Dataset rows showing where objects appear

┄┄┄┄┄┄

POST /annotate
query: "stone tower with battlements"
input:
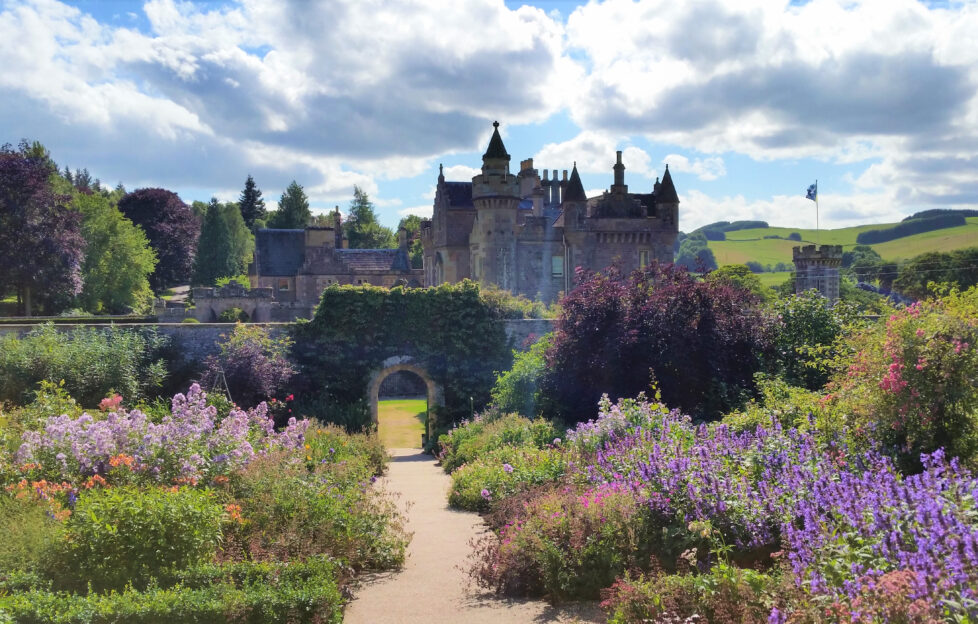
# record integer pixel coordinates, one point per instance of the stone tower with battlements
(818, 268)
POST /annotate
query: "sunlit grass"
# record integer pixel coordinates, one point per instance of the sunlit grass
(401, 422)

┄┄┄┄┄┄

-- WHAT YOU NEED TO DO --
Reproduce every line of the rows above, requests included, but leave out the pictures, and multiply each point coordinate in the answers by 2.6, rounding to the nearest whole number with halves going up.

-- CORRECT ANSWER --
POST /annotate
query: "stone tower with battlements"
input:
# record integer pixel coordinates, one point per instance of the stone tower with battlements
(2127, 697)
POST /annotate
query: "sunlit grass"
# record integer pixel coordinates, one point per instance of the sunlit grass
(1043, 1097)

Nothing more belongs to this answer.